━━━ Text ━━━

Abraham, our sages tell us, overcame many obstacles on his way to fulfill the divine command to sacrifice his son, Isaac. Coming down the mountain, the test at once fulfilled and averted (a paradox), the father and son meet the waiting lads, Ishmael and Eliezer: we can imagine their hopes for a triumphant homecoming. But our sages tell us that the Satan (or the evil inclination) had something else in mind. Sarah was home, preparing for Abraham's return, when the Satan arrived: 'Know where your husband is?,' he asked. Without giving Sarah the chance to answer, he continued: 'well your husband - how old is he now, in his hundred and thirties? - took your son Isaac to Mount Moriah to sacrifice him.' 'I saw him' - he lied - 'terrible sight, really, your son, screaming, crying, saying he couldn't take it.' At which point, our sages tell us, Sarah died. It turns out that not everyone survived the Akeida - the binding of Isaac. Sarah was its casualty.

When Abraham does return home, it's not to greet her, but to fulfill a grim task - 'to eulogize her and to cry for her.' The laws of mourning - that both accomodate and structure the needs of human psyche - tell us that first one cries and only after gives a eulogy. Before the formality of mourning and speech, there is the expression of raw emotion. It is as if God says, 'do not supress your humanity to please me!' First the outpouring, then the mourning which enables the transition back to the world of the living. But Abraham engaged in the formal act of mourning first.

━━━

Stated problem A
Condense the paragraph beginning "When Abraham does return home" in the passage on Sarah's death, keeping its main facts.
Stated problem B
Write the next part of the passage on Sarah's death, picking up after its final sentence.

━━━ Record excerpts ━━━

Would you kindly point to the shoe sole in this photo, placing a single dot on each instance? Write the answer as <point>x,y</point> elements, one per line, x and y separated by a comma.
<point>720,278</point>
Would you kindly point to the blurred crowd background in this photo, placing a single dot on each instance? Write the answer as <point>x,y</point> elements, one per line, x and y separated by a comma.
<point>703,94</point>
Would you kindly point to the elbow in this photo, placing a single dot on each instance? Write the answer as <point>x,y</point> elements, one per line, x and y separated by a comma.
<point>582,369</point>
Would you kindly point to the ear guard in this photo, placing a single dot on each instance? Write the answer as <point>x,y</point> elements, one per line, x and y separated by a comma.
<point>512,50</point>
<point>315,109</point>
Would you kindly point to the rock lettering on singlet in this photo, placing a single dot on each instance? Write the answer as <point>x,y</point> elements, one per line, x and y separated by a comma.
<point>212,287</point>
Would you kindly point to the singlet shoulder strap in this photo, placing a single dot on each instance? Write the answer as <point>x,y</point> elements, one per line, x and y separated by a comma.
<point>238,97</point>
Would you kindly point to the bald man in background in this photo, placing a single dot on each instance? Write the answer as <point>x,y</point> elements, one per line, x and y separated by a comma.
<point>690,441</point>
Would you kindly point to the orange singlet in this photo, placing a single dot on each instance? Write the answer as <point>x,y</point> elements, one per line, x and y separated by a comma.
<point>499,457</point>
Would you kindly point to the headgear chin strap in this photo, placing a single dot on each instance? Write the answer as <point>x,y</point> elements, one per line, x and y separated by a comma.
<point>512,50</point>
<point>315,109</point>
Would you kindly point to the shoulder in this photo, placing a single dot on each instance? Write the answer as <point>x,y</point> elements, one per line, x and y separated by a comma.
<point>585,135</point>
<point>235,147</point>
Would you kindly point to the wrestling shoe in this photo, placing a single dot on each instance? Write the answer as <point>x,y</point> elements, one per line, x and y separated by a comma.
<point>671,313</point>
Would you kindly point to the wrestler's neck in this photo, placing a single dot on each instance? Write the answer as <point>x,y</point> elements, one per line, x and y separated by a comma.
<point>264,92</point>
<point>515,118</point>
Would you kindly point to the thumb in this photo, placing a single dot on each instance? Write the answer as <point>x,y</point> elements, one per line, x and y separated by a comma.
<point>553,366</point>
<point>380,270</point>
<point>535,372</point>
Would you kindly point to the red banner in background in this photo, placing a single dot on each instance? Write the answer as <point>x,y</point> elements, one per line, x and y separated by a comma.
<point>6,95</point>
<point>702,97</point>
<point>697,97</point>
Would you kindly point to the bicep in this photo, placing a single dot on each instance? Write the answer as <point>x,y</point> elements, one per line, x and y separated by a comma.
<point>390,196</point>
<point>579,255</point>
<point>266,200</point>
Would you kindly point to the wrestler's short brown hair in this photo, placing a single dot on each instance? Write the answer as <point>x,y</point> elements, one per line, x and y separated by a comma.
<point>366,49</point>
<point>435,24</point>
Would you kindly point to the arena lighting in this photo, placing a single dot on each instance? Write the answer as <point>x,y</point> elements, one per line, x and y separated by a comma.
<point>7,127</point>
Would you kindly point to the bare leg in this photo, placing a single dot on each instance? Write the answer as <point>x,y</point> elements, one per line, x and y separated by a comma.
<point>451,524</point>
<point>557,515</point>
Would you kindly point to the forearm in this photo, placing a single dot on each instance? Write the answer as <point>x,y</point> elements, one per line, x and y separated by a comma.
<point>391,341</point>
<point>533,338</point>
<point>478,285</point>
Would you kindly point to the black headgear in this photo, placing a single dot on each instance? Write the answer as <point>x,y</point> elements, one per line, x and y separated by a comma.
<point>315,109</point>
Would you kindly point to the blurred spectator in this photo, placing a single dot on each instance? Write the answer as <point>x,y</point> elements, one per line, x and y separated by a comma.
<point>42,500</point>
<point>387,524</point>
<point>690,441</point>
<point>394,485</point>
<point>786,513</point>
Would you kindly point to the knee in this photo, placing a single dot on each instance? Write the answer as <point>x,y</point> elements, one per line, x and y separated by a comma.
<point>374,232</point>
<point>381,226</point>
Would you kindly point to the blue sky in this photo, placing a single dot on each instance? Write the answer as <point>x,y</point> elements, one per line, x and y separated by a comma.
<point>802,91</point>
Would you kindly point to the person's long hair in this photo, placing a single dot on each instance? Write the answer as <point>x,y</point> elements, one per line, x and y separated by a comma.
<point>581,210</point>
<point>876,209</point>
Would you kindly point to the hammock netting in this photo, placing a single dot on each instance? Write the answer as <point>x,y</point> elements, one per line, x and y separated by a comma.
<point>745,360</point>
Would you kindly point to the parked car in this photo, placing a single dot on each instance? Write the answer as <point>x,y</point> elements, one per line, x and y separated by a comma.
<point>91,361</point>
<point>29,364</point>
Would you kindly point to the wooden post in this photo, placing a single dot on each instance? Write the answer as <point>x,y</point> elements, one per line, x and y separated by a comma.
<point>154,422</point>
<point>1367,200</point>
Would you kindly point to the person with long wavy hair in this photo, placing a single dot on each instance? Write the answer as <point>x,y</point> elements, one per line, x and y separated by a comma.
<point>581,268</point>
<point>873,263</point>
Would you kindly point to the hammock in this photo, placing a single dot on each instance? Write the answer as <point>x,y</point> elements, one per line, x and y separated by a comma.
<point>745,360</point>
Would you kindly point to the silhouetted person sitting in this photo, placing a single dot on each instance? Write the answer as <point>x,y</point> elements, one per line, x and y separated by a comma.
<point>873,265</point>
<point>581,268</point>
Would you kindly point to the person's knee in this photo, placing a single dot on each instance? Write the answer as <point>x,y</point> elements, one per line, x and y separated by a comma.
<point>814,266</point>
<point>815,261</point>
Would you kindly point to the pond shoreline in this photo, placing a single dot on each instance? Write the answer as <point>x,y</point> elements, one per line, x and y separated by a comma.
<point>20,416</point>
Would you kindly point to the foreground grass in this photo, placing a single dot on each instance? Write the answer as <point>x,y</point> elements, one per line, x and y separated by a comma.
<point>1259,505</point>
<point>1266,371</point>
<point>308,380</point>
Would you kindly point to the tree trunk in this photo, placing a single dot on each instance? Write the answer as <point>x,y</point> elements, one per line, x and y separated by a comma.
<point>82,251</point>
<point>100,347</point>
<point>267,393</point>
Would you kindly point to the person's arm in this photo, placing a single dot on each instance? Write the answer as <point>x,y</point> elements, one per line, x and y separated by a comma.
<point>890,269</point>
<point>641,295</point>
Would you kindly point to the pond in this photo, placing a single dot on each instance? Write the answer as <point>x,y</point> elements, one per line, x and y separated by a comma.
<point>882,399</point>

━━━
━━━ Record excerpts ━━━

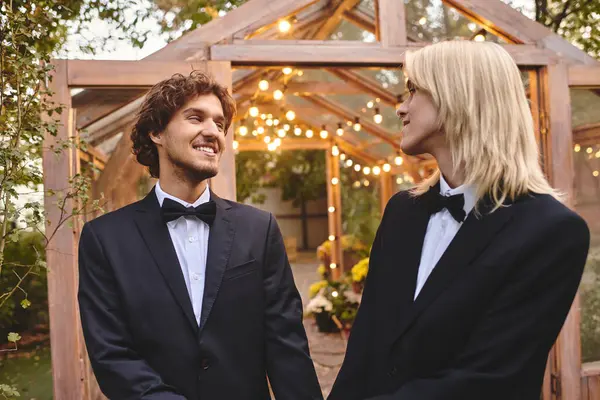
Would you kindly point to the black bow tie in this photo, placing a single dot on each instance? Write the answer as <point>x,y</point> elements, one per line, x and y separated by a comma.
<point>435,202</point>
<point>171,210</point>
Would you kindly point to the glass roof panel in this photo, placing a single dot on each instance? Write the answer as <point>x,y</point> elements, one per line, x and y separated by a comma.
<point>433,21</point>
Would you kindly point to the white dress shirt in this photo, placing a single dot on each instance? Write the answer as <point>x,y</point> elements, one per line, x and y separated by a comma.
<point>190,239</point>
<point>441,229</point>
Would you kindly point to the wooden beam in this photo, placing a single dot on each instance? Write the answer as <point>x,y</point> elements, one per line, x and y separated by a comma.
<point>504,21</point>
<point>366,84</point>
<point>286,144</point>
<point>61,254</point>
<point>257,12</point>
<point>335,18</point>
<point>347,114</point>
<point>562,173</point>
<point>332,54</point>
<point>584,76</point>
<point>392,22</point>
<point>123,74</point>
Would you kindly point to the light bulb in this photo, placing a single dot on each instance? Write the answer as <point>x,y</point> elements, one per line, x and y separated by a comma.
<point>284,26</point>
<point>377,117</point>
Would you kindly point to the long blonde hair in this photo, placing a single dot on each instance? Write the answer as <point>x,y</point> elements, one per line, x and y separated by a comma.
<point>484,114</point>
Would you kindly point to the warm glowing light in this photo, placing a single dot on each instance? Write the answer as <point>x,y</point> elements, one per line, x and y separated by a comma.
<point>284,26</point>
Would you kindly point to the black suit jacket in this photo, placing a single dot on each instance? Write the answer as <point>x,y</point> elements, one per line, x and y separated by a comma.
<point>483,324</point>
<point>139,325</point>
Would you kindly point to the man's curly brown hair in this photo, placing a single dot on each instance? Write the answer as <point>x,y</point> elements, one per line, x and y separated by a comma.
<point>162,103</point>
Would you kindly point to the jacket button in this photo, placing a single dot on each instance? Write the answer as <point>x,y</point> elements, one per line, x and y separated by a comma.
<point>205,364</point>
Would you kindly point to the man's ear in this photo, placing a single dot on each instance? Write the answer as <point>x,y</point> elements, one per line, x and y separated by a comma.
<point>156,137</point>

━━━

Final result A
Abraham returns home not to greet Sarah but to eulogize her and cry for her. The laws of mourning, which both accommodate and structure the needs of the human psyche, put crying before the eulogy: raw emotion comes before formal mourning and speech, as if God says not to suppress one's humanity to please him. The outpouring comes first, then the mourning that leads back to the world of the living. Abraham, however, began with the formal act of mourning.

Final result B
Abraham was a celebrity. With Sarah, he had dedicated his life to bringing people close to the one G-d. Abraham had no regrets for his actions: the Torah calls him tamim - pure, even perfect, in his acceptance of G-d's will. But he knew how people think. They will say, Abraham thought to himself: 'Abraham has come back from Mount Moriah with his son to find Sarah dead. Surely, he should have expected G-d to reward his deeds, and instead he finds this!' That is why Abraham refrained from crying. For had he cried, the people of Hebron would have thought - Abraham is crying out of regret for having performed the mitzvah of attending to G-d's words! Like us, they would have shaken their heads knowingly and said to themselves, 'no good deed goes unpunished!' There's Abraham regretting the Akeida. So Abraham mourns first, and then cries.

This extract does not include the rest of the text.